---------- TEKS BACAAN ----------

Salah satu tema penting
dalam pedidikan kritis adalah tentang kapitalisme, ia mempunyai pengaruh yang
besar dalam kehidupan modern. Dengan ciri utama akumulasi kapitalnya,
kapitalisme berjasa besar dalam membangun budaya konsumtif dan hedonis,
hingga secara sadar atau tidak ilmu pengetahuan yang diajarkan adalah ilmu yang
dirancang untuk mengejar profit. Bahkan seringkali sekolah yang seharusnya
menjadi tempat membangun budaya kejujuran, integritas dan kemanusiaan, berubah
menjadi ladang bisnis, iklan sekolah terpampang dimana-mana, koran, media
online, banner pinggir jalan dan lain sebagainya mirip-mirip iklan produk
kecantikan. Biaya pendaftaran dan bulanannya tak terjangkau, bahkan seringkali
sekolah mengkhianati nilai-nilai yang dijadikan slogannya. Ketika ada
akreditasi misalkan, sekolah dengan tanpa malu mengatur, memoles, mempercantik
sekolah dengan berbagai hal yang sebenarnya tidak ada dalam pembelajaran
sehari-hari, yang kalau boleh saya katakan itu adalah kebohongan.

---------- DAFTAR DATA ----------

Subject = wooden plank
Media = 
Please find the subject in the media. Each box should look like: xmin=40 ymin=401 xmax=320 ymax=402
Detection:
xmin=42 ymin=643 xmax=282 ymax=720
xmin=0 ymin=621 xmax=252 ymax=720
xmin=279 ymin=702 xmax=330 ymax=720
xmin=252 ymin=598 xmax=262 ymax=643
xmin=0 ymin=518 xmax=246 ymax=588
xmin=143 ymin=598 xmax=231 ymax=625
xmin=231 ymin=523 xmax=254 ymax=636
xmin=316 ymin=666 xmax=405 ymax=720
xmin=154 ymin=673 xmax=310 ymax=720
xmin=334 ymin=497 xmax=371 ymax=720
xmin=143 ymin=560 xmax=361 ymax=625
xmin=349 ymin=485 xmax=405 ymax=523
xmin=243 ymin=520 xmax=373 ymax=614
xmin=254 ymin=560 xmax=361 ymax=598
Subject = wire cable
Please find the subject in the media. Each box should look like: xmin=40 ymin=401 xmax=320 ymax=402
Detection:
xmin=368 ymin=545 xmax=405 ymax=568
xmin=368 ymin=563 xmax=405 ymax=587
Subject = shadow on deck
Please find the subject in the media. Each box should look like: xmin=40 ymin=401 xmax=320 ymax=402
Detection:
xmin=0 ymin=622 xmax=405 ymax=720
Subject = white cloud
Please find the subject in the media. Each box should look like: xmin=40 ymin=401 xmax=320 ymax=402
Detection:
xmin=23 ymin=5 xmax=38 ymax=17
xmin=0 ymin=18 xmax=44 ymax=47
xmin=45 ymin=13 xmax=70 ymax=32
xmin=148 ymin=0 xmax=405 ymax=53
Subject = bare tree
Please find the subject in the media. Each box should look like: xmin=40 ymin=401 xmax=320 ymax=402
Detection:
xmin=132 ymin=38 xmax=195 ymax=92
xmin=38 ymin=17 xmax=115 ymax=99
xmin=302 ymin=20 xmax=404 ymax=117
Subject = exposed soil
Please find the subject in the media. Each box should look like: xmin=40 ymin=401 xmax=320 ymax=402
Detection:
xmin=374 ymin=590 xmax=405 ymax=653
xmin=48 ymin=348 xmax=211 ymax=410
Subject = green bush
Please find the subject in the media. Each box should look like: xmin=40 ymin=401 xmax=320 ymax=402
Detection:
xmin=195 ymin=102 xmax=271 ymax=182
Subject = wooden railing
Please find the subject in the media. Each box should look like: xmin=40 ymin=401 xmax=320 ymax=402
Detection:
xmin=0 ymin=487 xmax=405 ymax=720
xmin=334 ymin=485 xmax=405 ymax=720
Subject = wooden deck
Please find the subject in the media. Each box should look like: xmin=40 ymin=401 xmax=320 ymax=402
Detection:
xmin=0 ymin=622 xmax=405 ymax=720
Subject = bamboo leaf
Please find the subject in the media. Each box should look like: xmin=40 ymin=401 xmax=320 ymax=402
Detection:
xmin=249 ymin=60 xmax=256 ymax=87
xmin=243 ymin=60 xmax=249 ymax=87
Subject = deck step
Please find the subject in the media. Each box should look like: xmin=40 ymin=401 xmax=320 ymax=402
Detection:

----------

- **TUGAS YANG DIKERJAKAN**
A – Jawablah pertanyaan berikut berdasarkan teks tentang kapitalisme dalam pendidikan.
(i) Apa ciri utama kapitalisme menurut teks itu?
(ii) Di media apa saja iklan sekolah disebut terpampang?
(iii) Pada saat apa sekolah disebut mengatur, memoles, dan mempercantik dirinya?
B – Ringkaslah teks tentang kapitalisme dalam pendidikan dalam dua kalimat.
C – Teruskan teks tentang kapitalisme dalam pendidikan, mulai setelah kalimat terakhirnya.
Materi ini tidak diperlukan.

- **JAWABAN TIAP TUGAS**
A –
(i) Akumulasi kapital.
(ii) Koran, media online, dan banner pinggir jalan.
(iii) Ketika ada akreditasi.

B – Kapitalisme, dengan ciri utama akumulasi kapital, berpengaruh besar dalam kehidupan modern dan membangun budaya konsumtif dan hedonis, hingga ilmu yang diajarkan dirancang untuk mengejar profit. Sekolah pun sering berubah menjadi ladang bisnis dengan iklan di mana-mana dan biaya yang tak terjangkau, bahkan memoles diri saat akreditasi dengan hal-hal yang tidak ada dalam pembelajaran sehari-hari.

C –
Bisnis bimbingan belajar
juga tumbuh subur di mana-mana, selain mengajar di sekolah, tidak sedikit guru
membuka bimbingan belajar dirumahnya, secara sederhana ini menunjukan bahwa
sekolah telah gagal mengajari muridnya. Murid berprestasi bukan karna
pengajaran sekolah tapi karna bimbingan belajar yang diikutinya.
Oke, sudah lupakan saja
apa yang barusan kalian baca, kita kembali pada doa nabi Muhammad SAW dan
kata-kata Tan Malaka. Dalam mata kuliah hadits tarbawi aku tidak menemukan
hadits yang aku tulis itu, namun menurutku hadits itu merupakan sebuah contoh
ideal tentang bagaiman seharusnya pendidikan. Saya memaknai hadits itu begini,
bahwa yang pertama dibangun adalah pribadi-pribadi yang tangguh, serta punya
kepedulian sosial untuk selanjutnya dijadkan sebagai modal melawan kedzaliman
dan kesewenang-wenangan. Dengannya seorang murid tidak akan tercerabut dari
masyarakatnya, mereka akan melebur bersama rakyat tertindas dan memperjuangkan
emansipasi manusia.(adm/dew)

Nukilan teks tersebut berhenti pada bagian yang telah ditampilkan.